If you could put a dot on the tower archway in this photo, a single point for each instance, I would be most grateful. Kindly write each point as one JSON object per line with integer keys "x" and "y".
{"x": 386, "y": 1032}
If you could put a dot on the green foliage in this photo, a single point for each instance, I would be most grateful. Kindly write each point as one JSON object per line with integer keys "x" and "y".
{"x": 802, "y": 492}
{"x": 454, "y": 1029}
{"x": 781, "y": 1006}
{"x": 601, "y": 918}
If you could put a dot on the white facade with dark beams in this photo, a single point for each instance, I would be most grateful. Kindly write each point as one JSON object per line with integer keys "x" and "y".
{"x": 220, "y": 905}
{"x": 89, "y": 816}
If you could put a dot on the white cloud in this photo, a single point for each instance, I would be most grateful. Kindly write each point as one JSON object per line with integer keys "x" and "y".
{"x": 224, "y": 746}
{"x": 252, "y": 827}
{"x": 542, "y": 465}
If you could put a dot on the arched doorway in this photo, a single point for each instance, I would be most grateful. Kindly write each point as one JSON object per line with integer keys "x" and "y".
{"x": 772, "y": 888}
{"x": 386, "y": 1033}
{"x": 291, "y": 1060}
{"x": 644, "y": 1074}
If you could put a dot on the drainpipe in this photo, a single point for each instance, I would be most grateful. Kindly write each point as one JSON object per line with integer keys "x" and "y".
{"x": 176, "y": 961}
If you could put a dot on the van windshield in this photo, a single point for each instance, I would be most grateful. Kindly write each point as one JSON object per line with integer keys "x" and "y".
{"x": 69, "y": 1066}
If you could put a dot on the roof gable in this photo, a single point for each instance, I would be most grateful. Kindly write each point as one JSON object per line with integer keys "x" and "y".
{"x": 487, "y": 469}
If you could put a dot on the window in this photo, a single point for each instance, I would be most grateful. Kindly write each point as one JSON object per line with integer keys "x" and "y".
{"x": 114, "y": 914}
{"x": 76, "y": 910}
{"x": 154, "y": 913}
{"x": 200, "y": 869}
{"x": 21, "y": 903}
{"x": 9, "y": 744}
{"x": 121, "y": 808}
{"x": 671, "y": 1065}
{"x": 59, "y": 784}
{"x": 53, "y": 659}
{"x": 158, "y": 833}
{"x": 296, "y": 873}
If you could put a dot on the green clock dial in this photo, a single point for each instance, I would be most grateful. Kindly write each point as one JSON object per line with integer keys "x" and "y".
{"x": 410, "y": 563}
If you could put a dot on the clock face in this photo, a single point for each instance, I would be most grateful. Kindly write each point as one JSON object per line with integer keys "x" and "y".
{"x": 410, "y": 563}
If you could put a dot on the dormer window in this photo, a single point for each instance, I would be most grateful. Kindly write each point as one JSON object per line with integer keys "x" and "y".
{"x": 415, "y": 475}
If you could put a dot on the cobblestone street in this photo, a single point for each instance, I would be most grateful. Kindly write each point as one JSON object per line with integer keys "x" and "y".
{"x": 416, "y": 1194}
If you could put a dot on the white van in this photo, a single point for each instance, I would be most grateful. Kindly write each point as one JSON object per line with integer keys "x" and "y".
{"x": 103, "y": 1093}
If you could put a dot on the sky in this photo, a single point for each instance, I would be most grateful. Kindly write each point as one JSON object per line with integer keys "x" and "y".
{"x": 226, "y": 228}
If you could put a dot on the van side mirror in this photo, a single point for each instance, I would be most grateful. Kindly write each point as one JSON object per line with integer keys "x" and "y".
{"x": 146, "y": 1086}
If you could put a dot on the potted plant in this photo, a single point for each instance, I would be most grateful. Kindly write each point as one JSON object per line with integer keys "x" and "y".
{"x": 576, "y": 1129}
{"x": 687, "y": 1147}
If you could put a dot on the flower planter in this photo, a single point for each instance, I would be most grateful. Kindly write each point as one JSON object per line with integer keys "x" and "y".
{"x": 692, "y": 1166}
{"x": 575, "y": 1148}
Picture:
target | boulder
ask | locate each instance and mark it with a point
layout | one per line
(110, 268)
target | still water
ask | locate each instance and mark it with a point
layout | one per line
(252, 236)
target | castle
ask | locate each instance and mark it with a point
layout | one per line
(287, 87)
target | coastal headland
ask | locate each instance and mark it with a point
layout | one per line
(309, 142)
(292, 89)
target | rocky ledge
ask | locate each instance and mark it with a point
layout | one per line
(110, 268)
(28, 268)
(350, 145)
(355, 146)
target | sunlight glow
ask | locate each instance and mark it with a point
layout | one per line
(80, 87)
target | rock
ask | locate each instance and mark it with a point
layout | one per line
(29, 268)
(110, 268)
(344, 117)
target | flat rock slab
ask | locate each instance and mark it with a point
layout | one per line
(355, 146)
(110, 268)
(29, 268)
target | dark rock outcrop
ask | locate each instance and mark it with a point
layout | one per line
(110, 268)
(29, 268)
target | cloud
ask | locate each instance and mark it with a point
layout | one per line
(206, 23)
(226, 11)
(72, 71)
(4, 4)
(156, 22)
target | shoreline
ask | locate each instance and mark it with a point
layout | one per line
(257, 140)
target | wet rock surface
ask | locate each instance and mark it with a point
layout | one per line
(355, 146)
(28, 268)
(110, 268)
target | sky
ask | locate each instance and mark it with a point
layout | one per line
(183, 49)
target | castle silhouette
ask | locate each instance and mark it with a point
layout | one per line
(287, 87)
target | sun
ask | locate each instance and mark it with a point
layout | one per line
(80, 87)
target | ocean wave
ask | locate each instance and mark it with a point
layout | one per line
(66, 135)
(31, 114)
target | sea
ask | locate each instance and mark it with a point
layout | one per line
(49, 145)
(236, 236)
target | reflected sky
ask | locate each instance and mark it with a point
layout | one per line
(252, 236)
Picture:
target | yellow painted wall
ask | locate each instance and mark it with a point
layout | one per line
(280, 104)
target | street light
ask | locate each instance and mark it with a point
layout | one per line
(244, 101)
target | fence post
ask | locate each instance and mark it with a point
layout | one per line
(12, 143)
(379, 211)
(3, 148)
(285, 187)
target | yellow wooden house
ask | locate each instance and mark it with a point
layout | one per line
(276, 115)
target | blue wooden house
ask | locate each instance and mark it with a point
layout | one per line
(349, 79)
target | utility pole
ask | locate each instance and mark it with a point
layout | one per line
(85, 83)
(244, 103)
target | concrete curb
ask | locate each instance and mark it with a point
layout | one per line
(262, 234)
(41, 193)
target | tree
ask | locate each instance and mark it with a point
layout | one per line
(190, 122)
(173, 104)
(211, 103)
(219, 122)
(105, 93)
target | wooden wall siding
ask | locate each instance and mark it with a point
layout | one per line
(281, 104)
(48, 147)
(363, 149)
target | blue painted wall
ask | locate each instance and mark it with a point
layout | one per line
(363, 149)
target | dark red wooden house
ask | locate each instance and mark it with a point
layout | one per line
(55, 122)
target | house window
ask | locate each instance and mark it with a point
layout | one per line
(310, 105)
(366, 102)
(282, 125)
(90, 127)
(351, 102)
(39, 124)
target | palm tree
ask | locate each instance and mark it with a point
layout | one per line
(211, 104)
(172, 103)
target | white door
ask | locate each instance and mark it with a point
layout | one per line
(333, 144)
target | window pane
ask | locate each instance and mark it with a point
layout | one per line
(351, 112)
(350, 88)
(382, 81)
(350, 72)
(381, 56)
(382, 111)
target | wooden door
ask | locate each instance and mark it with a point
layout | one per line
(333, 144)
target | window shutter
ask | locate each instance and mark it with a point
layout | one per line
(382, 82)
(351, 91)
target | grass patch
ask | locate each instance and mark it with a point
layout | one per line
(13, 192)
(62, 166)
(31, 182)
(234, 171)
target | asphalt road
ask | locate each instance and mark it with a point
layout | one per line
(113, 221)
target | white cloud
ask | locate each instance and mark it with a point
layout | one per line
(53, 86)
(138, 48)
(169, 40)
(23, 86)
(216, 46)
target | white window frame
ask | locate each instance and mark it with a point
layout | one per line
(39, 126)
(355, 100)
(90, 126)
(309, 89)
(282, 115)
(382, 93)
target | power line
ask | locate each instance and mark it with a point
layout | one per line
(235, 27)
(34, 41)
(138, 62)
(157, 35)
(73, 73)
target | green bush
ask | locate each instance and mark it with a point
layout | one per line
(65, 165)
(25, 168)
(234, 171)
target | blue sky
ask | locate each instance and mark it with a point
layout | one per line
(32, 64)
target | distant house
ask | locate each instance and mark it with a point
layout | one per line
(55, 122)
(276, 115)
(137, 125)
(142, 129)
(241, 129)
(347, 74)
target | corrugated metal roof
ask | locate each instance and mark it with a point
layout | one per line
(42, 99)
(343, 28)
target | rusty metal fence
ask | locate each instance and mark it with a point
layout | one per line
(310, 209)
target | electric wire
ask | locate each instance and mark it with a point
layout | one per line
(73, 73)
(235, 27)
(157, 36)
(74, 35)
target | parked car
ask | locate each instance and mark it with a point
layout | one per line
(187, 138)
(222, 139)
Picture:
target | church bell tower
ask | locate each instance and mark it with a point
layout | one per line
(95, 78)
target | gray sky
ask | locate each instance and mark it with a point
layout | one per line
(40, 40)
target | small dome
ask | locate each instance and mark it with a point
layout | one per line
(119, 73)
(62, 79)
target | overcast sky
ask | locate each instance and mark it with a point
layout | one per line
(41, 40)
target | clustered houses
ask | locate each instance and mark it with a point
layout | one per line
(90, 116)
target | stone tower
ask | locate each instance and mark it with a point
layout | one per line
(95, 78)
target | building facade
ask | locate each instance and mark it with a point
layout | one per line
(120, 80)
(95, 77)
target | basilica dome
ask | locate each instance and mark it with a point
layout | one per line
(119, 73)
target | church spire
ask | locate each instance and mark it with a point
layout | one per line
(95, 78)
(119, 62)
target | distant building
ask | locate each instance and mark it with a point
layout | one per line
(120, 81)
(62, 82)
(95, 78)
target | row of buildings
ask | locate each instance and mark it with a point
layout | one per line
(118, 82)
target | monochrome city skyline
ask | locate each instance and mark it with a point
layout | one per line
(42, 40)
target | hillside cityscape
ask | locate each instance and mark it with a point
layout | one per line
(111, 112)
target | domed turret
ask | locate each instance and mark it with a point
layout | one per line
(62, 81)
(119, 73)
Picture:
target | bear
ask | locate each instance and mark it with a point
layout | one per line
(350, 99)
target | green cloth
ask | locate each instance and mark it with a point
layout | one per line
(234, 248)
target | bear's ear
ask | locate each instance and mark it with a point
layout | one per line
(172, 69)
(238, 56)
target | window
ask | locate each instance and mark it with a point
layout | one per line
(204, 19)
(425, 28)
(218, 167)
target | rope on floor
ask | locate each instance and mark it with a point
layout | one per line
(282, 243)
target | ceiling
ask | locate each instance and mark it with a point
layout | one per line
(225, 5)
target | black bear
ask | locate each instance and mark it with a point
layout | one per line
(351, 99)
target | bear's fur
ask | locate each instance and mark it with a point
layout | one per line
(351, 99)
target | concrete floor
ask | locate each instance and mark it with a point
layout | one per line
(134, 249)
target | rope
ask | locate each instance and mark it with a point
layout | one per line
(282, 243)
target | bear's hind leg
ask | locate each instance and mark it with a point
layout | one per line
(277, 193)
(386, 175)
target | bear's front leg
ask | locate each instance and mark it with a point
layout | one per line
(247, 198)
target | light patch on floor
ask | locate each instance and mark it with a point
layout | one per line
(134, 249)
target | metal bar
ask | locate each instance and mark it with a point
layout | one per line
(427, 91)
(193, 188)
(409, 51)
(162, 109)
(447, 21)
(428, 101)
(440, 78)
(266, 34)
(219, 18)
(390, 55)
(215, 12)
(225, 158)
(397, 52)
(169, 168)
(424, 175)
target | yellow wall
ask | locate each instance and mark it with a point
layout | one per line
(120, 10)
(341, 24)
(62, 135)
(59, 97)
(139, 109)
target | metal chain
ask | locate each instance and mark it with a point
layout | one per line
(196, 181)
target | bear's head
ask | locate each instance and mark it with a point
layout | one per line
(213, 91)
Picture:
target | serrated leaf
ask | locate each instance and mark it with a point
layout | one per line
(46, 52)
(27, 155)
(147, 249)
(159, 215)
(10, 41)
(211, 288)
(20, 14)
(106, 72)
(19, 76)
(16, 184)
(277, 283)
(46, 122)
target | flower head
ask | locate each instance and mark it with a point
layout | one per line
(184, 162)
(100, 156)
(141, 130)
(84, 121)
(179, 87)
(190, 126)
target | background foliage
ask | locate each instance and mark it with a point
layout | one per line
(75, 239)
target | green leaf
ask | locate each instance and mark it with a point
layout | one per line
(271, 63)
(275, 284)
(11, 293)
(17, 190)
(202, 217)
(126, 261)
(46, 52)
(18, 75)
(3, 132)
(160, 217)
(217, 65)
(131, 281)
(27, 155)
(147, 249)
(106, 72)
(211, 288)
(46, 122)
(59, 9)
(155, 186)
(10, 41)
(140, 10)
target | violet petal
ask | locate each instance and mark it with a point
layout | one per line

:: Work instruction ::
I'd like the lines above from the one with "target | monochrome city skyline" up to and including the one with "target | metal bar" copied exactly, with no other lines.

:: Response ::
target | monochrome city skyline
ask | locate each instance and mark it with a point
layout | one per line
(42, 40)
target | hillside cityscape
ask | locate each instance and mark it with a point
layout | one per line
(111, 112)
target | domed turret
ask | locate each instance and mark it with a point
layout | one per line
(62, 81)
(119, 73)
Picture:
target | bear
ask | locate each instance and mark it with a point
layout | one per line
(350, 99)
target | green cloth
ask | locate each instance and mark it with a point
layout | one per line
(234, 248)
target | bear's ear
ask | locate each instance and mark it with a point
layout | one per line
(172, 69)
(238, 56)
target | window
ask | locate each instance and mark it with a point
layout | one per line
(204, 19)
(425, 28)
(218, 167)
target | rope on floor
ask | locate each instance and mark it with a point
layout | one per line
(282, 243)
target | ceiling
ask | locate each instance and mark it with a point
layout | one per line
(225, 5)
target | black bear
ask | locate each instance and mark it with a point
layout | one per line
(351, 99)
target | bear's fur
ask | locate each instance and mark it with a point
layout | one per line
(351, 99)
target | concrete floor
ask | locate each instance and mark it with a point
layout | one per line
(134, 249)
target | rope
ask | locate each instance and mark it with a point
layout | one per line
(282, 243)
target | bear's hind leg
ask | locate each instance and mark it with a point
layout | one per line
(277, 193)
(386, 175)
target | bear's front leg
ask | locate each instance and mark it with a point
layout | one per line
(247, 198)
target | light patch on floor
ask | locate each instance and mark it with a point
layout | one per line
(134, 249)
target | metal bar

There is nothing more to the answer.